*Directions for this task:* Set down the entries exactly, from the line containing "of the riverbank" through the line containing "point(71, 170)", with both of those lines included.

====================

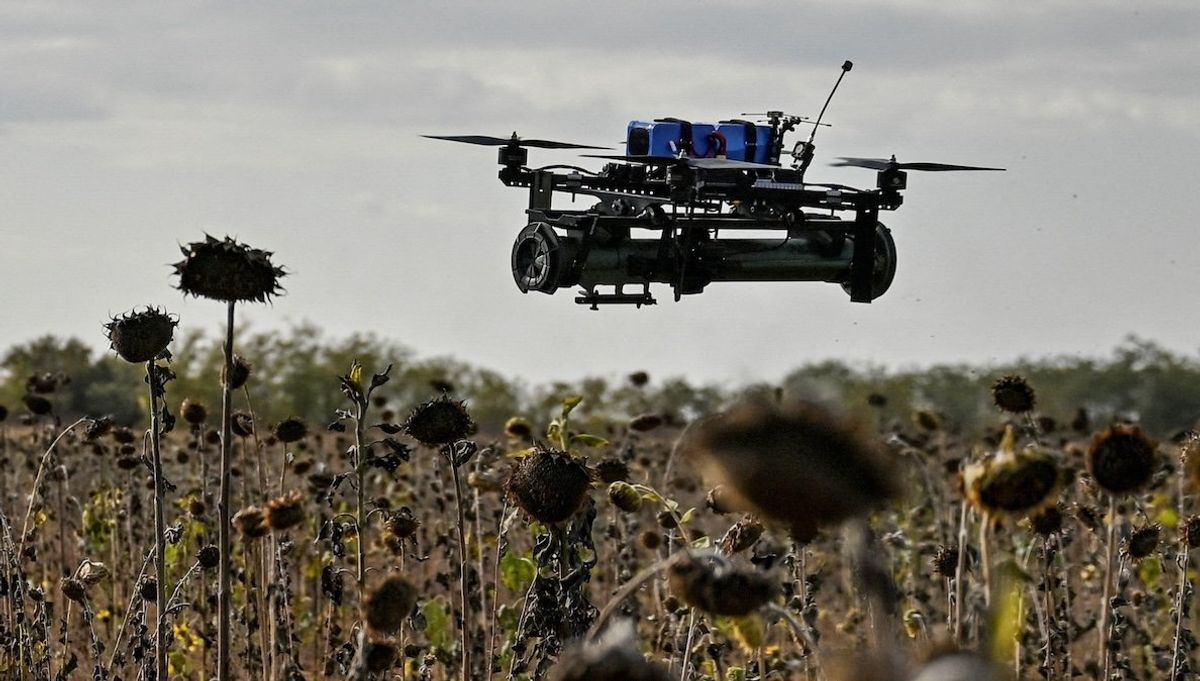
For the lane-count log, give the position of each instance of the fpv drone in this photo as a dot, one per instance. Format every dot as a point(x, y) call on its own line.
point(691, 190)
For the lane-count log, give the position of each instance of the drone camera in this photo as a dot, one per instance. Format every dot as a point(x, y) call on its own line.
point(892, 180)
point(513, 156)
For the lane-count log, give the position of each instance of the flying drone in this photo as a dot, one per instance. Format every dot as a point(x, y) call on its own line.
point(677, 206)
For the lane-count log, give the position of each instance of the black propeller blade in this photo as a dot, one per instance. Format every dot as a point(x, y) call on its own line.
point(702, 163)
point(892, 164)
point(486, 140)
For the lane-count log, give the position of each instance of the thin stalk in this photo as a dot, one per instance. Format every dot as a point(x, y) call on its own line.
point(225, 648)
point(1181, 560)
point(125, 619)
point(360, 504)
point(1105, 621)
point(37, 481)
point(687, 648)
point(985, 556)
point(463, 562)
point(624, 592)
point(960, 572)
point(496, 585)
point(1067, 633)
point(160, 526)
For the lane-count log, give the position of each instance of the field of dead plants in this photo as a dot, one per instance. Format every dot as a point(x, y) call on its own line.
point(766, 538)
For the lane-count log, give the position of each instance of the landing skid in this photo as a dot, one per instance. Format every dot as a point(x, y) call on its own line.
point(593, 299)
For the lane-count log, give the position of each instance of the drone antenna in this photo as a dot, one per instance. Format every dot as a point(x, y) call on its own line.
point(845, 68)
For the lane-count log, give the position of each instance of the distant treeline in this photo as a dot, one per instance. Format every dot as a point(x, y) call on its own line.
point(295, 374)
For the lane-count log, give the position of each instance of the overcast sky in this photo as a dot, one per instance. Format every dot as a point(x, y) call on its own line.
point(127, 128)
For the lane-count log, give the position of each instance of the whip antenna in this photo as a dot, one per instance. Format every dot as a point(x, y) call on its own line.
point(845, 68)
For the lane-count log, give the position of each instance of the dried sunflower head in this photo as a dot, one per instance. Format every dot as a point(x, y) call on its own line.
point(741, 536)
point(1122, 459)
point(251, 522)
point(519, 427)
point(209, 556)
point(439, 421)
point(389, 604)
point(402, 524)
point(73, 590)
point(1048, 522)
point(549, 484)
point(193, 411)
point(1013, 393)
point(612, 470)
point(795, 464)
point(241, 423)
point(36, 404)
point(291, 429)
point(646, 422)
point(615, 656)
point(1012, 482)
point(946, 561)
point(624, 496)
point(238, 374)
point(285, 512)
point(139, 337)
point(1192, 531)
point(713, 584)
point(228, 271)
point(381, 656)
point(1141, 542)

====================

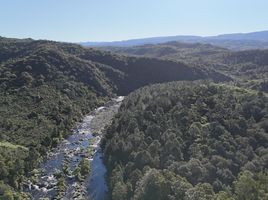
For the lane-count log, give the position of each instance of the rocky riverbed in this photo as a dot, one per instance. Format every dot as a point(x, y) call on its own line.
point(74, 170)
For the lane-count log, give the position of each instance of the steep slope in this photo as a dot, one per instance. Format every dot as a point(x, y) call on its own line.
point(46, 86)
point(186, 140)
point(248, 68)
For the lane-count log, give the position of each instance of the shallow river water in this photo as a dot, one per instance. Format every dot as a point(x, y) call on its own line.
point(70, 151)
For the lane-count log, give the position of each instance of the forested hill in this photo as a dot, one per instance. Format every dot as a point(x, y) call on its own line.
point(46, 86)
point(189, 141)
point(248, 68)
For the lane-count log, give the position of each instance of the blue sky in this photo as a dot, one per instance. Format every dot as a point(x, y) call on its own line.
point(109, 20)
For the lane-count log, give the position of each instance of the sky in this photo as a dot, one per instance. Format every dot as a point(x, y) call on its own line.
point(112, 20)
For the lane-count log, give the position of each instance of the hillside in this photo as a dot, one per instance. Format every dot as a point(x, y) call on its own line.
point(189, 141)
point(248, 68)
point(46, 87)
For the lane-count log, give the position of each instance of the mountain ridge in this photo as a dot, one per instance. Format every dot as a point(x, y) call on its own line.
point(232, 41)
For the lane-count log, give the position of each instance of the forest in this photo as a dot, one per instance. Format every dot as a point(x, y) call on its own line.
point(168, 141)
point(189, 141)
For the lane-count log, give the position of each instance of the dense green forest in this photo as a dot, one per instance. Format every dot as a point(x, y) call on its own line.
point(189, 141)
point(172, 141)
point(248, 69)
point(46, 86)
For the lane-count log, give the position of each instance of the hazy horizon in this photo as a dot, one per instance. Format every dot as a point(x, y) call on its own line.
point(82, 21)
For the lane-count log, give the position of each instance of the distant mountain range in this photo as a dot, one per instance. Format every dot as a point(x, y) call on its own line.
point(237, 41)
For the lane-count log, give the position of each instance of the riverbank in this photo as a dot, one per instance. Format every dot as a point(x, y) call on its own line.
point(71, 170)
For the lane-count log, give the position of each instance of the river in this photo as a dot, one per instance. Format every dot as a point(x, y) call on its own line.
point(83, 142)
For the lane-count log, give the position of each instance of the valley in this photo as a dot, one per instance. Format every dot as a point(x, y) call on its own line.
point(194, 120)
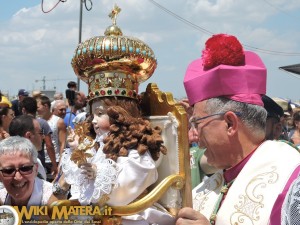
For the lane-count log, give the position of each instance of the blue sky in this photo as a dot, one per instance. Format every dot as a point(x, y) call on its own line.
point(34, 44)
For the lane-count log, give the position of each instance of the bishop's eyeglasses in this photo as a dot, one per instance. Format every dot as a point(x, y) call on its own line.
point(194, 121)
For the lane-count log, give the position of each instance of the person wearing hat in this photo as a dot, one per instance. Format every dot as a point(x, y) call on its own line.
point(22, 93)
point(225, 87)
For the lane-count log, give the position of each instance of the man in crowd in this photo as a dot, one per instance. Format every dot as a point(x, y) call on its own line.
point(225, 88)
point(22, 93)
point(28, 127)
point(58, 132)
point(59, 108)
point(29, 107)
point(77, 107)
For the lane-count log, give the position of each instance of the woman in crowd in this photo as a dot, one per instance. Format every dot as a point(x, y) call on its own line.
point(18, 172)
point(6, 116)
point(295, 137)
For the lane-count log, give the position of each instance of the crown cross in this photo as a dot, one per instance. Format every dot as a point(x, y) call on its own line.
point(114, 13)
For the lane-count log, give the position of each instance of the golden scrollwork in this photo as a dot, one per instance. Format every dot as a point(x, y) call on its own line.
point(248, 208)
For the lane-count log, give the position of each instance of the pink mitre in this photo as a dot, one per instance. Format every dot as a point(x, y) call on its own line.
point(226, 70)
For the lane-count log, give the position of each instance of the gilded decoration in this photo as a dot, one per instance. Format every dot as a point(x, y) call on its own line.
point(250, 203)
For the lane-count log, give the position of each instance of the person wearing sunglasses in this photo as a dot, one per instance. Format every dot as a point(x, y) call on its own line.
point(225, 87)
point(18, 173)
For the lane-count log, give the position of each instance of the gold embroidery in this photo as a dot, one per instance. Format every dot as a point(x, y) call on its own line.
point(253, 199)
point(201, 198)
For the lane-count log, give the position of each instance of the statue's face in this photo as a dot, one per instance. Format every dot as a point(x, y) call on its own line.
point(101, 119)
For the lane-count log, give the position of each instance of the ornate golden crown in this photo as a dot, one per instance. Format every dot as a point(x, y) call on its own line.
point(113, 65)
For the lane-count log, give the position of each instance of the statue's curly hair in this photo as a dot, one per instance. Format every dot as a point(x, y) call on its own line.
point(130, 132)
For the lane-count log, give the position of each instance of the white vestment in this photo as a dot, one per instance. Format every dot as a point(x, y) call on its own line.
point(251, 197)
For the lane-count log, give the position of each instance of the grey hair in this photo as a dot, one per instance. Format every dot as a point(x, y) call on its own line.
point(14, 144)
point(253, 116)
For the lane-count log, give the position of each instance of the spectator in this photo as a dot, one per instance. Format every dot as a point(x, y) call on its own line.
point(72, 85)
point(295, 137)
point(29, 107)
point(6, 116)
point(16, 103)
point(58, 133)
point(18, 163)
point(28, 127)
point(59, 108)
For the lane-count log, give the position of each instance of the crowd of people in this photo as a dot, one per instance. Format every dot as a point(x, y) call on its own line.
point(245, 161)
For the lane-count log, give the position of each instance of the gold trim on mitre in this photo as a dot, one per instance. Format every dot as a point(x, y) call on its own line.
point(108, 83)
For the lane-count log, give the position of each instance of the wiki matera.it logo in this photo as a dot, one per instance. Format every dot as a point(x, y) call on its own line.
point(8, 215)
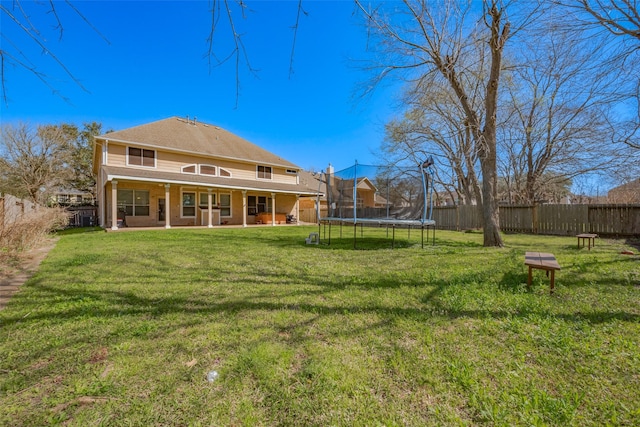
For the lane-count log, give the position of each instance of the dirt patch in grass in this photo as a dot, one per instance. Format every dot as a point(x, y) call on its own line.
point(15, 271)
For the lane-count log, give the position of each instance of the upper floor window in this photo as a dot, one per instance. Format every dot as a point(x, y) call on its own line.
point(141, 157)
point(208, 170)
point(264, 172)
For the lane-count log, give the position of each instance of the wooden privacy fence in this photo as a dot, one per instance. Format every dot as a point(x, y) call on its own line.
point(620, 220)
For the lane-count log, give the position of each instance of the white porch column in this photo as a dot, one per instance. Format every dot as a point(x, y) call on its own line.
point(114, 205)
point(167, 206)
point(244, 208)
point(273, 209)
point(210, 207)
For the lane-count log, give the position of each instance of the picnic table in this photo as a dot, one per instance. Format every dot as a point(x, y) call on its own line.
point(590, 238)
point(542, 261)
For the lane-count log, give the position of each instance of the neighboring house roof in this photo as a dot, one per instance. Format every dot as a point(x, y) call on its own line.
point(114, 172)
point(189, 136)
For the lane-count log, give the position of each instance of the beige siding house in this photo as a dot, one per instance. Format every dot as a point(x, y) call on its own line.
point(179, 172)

====================

*Output of the exercise:*
For the lane-count log, give the position of each instance of the riverbank in this photo as a dot, one per instance. Format every dot as a point(x, y) call on its own line.
point(71, 170)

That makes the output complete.